**Supplied text:**
EACH ONE MUST EXERCISE FAITH
40. (a) What have Christendom’s leaders done for the people? (b) How did one religious leader describe the need in today’s religious organizations?
40 Christendom’s leaders have brought themselves into the position in which they find themselves today. They have made their millions of churchgoers, the laity, useless as far as the spreading of Christianity is concerned. The clergy have taught them to listen and to go through set formalisms in their temples each week. They put no responsibility upon their flock to preach in behalf of Christ and to tell others the good news of God’s kingdom. There are some clergymen today that realize their failure. For example, the “Reverend” John Heuse, director of New York city’s Trinity Parish, had this to say in his lecture “What Are Churches For?”
“No parish can fulfill its true function unless there is at the very center of its leadership life a small community of quietly fanatic, changed and truly converted Christians. The trouble with most parishes is that nobody, including the clergyman, is really greatly changed; but even where there is a devoted self-sacrificing priest at the heart of the fellowship, not much will happen until there is a community of changed men and women.”—Reader’s Digest, June, 1962.
41. (a) Who are at fault because of weak parishioners? (b) What basic quality of Christianity is missing?

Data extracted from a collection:
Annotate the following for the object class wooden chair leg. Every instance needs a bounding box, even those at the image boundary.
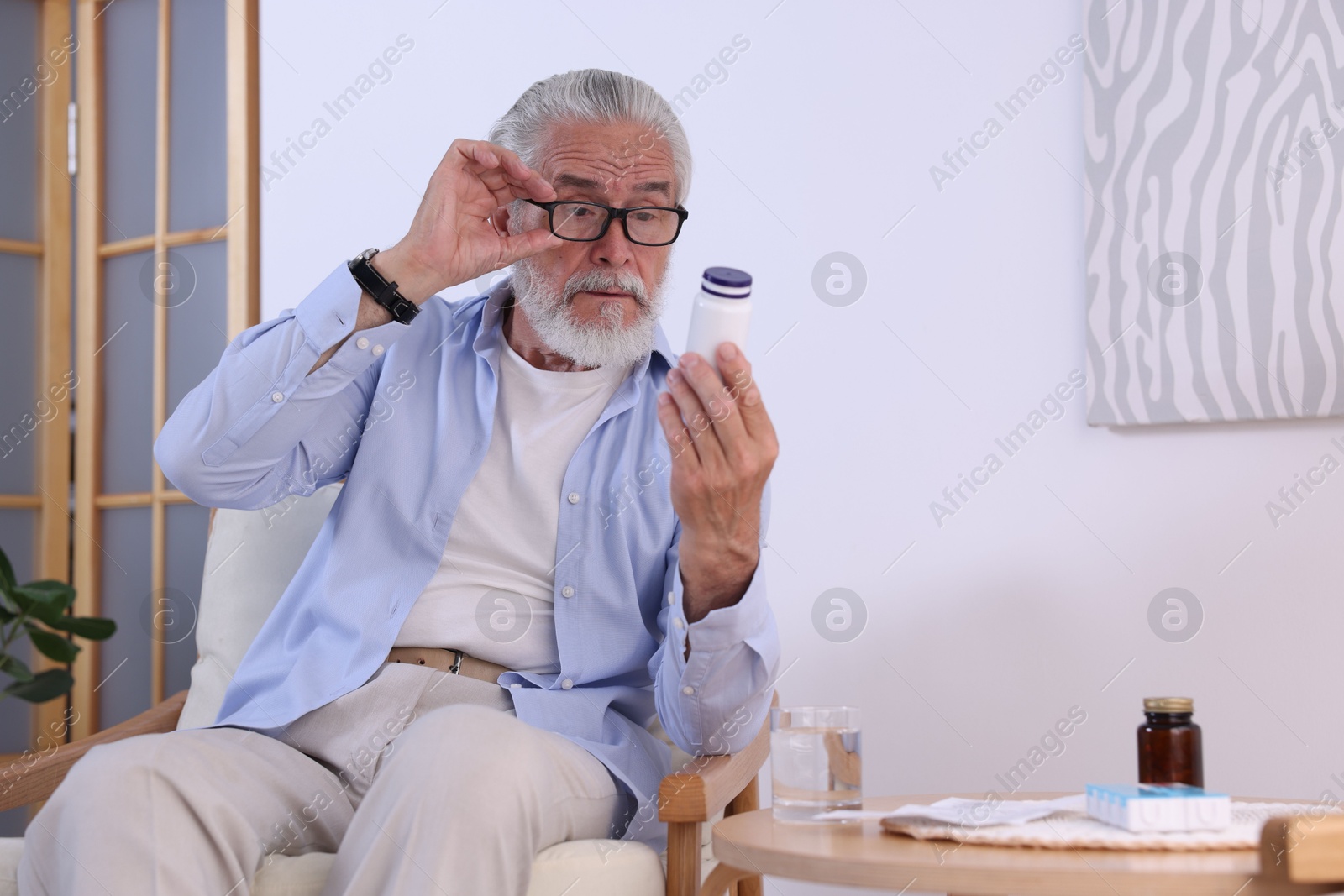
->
[668,820,701,896]
[707,778,764,896]
[701,862,761,896]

**What you will do:**
A. Summarize the passage on Christendom's leaders in two sentences.
B. Rewrite the entries with "image boundary" changed to "edge of the frame" and everything else left as is. Do not include the picture in your answer.

**Final answers:**
A. Christendom's leaders have left their millions of churchgoers useless for spreading Christianity, teaching them only to listen and go through set formalisms each week and giving them no responsibility to preach. Some clergymen see this failure, among them John Heuse of New York city's Trinity Parish, who said in a lecture that no parish can fulfill its true function without a small community of changed and truly converted Christians at the center of its leadership.

B.
Annotate the following for the object class wooden chair leg. Every instance needs a bounding box, even those at the edge of the frame.
->
[668,820,701,896]
[707,778,764,896]
[701,862,761,896]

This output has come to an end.